-- DATA FOR THIS EXERCISE --
* * * *

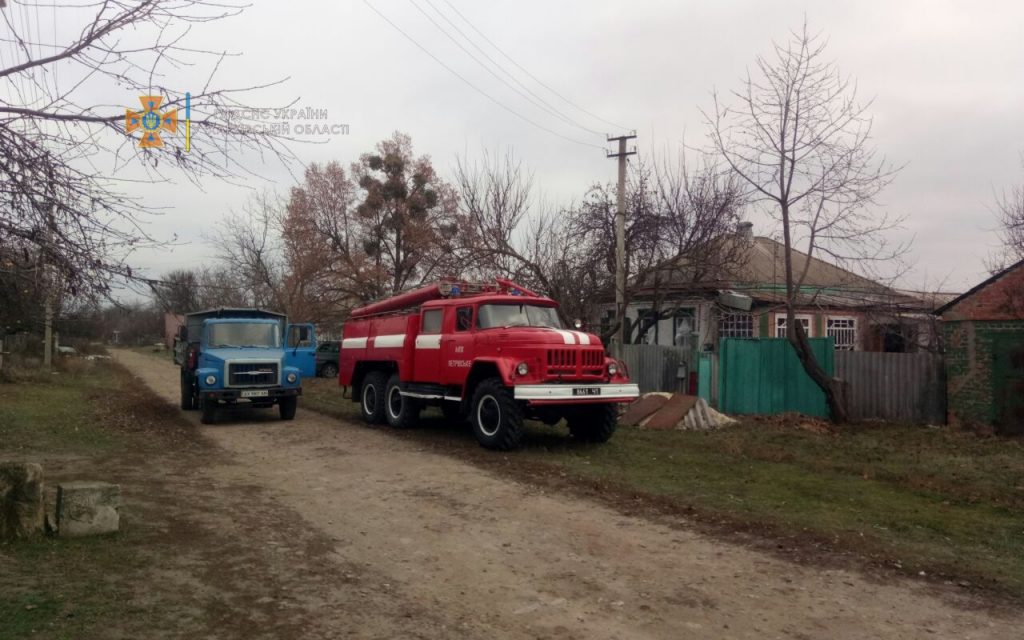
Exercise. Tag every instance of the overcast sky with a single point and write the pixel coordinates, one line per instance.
(945, 78)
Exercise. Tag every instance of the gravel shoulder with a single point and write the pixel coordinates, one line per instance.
(457, 551)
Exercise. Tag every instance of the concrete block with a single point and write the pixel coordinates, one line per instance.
(87, 509)
(22, 500)
(672, 413)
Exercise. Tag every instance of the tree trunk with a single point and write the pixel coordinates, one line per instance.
(835, 389)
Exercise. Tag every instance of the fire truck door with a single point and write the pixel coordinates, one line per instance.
(457, 346)
(426, 363)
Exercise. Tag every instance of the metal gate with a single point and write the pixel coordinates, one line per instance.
(1008, 384)
(764, 376)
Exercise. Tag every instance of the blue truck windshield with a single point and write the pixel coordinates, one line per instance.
(260, 335)
(499, 315)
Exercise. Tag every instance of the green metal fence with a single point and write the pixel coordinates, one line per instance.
(764, 376)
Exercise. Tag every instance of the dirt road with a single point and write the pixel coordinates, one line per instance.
(468, 554)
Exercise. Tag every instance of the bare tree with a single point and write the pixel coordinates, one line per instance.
(675, 221)
(680, 222)
(1010, 211)
(505, 232)
(64, 150)
(248, 245)
(801, 140)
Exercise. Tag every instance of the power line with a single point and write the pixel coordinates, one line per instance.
(474, 87)
(523, 70)
(546, 105)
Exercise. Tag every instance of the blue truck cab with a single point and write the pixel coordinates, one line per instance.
(243, 357)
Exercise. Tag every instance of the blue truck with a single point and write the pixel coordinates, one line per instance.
(233, 357)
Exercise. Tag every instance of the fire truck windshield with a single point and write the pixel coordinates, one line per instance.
(505, 315)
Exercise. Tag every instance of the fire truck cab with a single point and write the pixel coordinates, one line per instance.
(494, 354)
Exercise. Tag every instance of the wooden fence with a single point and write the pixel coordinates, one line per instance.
(653, 368)
(906, 387)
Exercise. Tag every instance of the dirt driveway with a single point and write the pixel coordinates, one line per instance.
(465, 553)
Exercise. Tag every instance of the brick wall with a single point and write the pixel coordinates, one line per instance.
(1001, 300)
(969, 368)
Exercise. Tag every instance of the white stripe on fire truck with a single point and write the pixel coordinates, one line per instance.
(567, 336)
(584, 338)
(393, 340)
(428, 342)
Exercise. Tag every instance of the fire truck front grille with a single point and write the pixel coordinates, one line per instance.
(252, 374)
(576, 361)
(593, 361)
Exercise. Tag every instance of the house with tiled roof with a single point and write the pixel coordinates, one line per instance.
(745, 299)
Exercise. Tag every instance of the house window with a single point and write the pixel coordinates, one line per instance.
(684, 325)
(647, 330)
(844, 330)
(735, 325)
(607, 321)
(780, 327)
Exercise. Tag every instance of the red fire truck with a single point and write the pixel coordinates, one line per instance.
(493, 353)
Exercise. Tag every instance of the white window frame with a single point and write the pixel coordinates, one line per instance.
(728, 320)
(806, 318)
(693, 316)
(838, 332)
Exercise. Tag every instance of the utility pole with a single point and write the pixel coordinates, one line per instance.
(48, 281)
(622, 155)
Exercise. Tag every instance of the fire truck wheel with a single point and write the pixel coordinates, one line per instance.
(496, 417)
(372, 398)
(400, 412)
(593, 423)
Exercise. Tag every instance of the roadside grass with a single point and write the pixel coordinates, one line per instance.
(52, 413)
(909, 498)
(71, 422)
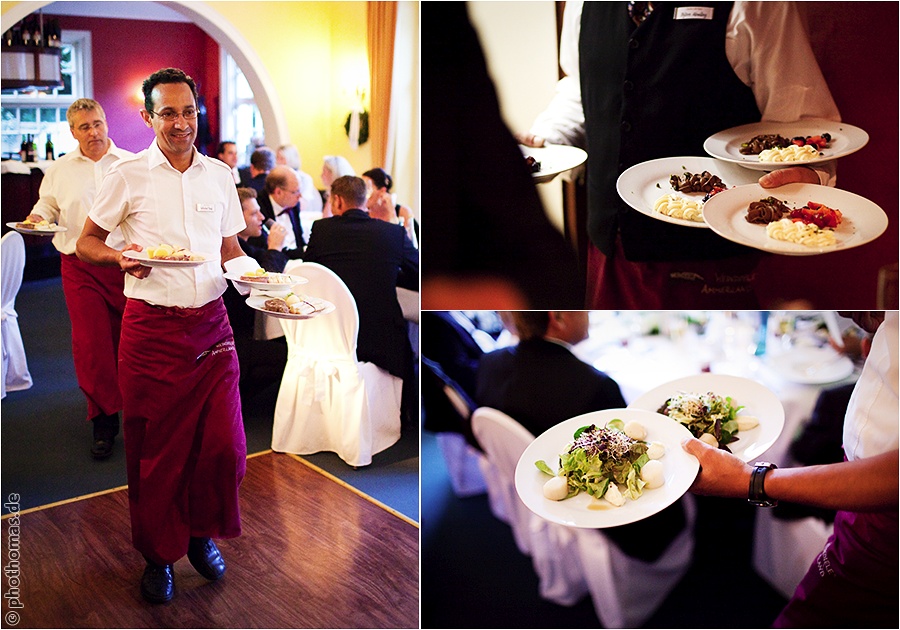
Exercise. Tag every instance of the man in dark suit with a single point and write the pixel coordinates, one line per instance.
(373, 258)
(280, 202)
(262, 160)
(539, 382)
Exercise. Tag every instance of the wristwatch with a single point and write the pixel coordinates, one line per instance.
(757, 495)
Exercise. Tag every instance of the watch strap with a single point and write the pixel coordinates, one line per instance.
(757, 494)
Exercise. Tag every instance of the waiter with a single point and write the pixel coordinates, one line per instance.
(184, 439)
(94, 295)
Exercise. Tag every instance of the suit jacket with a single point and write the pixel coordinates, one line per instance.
(373, 258)
(265, 206)
(540, 383)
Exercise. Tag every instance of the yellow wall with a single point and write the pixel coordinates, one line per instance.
(308, 49)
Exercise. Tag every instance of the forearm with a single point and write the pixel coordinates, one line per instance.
(862, 485)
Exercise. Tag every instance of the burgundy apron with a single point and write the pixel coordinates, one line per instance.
(853, 583)
(95, 302)
(613, 282)
(184, 437)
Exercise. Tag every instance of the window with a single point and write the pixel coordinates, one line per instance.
(240, 117)
(42, 113)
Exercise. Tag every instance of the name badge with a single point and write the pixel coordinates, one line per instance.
(694, 13)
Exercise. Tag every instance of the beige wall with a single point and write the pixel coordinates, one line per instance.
(519, 42)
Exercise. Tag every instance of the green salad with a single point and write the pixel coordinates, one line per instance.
(706, 413)
(601, 457)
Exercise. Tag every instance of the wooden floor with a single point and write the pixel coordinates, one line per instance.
(313, 554)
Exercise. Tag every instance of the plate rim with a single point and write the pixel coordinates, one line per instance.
(786, 248)
(613, 517)
(709, 145)
(671, 385)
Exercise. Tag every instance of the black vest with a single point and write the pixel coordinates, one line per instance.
(655, 90)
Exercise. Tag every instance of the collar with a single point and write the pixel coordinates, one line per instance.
(157, 158)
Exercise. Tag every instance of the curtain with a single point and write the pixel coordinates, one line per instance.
(382, 23)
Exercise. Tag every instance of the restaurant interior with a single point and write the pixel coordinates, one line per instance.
(335, 542)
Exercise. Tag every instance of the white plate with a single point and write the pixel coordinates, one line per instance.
(323, 307)
(679, 467)
(726, 145)
(642, 184)
(811, 366)
(758, 402)
(48, 232)
(862, 221)
(272, 286)
(554, 159)
(156, 262)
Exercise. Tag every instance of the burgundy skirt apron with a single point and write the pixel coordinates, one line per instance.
(184, 435)
(95, 302)
(616, 283)
(853, 583)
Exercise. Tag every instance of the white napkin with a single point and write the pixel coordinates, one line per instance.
(238, 266)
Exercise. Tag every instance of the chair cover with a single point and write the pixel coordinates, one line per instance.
(15, 366)
(329, 401)
(553, 547)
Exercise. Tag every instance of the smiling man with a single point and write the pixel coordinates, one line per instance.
(184, 438)
(94, 295)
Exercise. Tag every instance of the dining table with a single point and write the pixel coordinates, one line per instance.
(788, 353)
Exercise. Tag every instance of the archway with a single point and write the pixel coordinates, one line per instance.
(228, 37)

* * * *

-- TASK --
Rewrite the lines above, starting with the line that contains "Exercise. Tag every instance of the white plate" and going on through the last line, and give only those lines. Leave everything unchanged except the coordinates in the answers, which should each be multiplied by 1.85 and rounded to a whole number, with halves rounded up.

-- THE RESULT --
Exercise. Tag every instance of the white plate with a single point and write the pixel coordinates, one line per instance.
(598, 568)
(1256, 864)
(1343, 268)
(1188, 340)
(1500, 677)
(1402, 744)
(89, 429)
(1595, 409)
(503, 529)
(1025, 294)
(289, 485)
Exercise. Tag every instance of the burgundy skirt apron with a single point and write the pixel coordinates, one line per instance.
(340, 805)
(176, 559)
(1140, 524)
(1578, 1079)
Exercise. Tag every instance of the white napkin with a single point and write the pixel coordinates, one line per instance.
(440, 492)
Exercise. Tag every instance of the chair cover with a single point and write the pixel coordinates, one line per instance.
(28, 677)
(609, 742)
(1023, 1012)
Exercise. Tag every instance of the smiling man with a single point and write the pixel coordinates, one line per instance.
(340, 810)
(174, 546)
Exercise. Tag every instance of the dining table with a single point and write the pixel coordinates, one line per instance.
(1458, 653)
Exercise. Tag every instance of the archway with a single point and write the pixel coordinates, one line per instance.
(422, 68)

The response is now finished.